Exercise
Your response should reproduce every line of the entries that contains the word "stainless".

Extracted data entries
::::

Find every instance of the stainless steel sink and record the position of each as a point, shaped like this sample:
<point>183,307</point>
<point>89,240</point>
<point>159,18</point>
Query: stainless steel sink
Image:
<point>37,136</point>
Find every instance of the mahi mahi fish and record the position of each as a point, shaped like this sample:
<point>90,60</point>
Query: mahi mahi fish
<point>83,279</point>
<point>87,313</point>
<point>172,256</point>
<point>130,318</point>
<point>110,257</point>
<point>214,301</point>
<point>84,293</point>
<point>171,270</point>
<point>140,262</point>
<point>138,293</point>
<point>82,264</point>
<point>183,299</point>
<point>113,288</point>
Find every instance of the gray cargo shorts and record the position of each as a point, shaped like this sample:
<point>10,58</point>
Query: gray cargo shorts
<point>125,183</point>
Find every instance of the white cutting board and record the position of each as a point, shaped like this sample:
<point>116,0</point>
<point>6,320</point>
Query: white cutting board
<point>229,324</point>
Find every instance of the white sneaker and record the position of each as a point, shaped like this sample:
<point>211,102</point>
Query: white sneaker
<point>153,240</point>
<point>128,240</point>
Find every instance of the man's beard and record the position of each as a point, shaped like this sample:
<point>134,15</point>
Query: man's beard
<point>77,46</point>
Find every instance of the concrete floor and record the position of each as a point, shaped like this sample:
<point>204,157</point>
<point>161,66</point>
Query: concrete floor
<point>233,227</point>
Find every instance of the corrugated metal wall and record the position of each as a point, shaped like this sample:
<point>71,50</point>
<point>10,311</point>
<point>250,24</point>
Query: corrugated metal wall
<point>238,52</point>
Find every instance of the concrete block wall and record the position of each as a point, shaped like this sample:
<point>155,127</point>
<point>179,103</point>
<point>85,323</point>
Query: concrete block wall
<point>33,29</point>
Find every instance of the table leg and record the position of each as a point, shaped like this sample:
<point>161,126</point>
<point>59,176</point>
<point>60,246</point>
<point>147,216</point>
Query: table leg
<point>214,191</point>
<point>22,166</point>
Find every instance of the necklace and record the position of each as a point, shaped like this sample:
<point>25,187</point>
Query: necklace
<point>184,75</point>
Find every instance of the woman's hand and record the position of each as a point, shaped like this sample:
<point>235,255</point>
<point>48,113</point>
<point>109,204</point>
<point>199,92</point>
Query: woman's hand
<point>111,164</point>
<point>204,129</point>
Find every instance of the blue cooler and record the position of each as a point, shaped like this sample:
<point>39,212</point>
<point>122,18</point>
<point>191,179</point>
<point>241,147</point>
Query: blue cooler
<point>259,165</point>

::::

Task output
Find every instance of the stainless steel sink and record the position of each as a point, shaped like this sample:
Query: stainless steel sink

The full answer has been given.